- Opening Delimiter -

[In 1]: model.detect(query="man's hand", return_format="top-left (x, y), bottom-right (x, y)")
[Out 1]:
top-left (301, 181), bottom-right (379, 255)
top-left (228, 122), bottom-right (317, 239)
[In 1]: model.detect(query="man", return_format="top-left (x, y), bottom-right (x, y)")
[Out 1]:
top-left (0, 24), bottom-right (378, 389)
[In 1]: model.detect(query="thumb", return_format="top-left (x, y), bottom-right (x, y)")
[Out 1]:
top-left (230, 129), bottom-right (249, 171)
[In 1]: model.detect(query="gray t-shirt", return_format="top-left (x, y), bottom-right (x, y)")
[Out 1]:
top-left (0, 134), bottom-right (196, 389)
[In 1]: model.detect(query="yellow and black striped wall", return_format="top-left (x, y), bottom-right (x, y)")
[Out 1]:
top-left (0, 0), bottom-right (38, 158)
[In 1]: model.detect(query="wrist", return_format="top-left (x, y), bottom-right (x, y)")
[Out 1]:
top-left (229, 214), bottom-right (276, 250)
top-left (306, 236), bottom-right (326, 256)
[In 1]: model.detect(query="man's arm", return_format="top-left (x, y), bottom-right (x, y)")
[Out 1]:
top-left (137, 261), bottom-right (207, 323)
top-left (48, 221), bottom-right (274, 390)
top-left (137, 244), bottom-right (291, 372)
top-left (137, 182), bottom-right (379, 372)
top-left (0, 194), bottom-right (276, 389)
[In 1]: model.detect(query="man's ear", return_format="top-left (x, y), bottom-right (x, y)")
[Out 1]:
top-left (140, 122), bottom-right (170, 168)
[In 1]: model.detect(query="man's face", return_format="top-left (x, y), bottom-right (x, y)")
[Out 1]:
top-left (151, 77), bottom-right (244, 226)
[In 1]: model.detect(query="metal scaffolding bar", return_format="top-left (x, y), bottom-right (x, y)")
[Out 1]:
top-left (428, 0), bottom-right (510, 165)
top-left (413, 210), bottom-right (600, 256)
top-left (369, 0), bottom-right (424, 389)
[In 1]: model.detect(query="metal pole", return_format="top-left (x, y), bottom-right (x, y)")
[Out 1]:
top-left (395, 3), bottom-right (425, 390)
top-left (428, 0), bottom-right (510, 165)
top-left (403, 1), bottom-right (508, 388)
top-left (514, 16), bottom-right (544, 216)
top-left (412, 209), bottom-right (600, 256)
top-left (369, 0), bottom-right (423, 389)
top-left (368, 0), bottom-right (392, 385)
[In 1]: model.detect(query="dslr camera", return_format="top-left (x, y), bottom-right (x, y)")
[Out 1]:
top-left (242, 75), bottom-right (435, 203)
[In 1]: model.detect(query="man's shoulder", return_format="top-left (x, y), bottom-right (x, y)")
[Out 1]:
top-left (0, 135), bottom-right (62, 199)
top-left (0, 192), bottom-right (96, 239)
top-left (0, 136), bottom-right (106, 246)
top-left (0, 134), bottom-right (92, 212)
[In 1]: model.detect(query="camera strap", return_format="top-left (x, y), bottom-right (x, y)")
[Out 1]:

- Closing Delimiter -

→ Task statement
Provide the number of lines above that include the string "metal", with no other words.

→ Written solution
2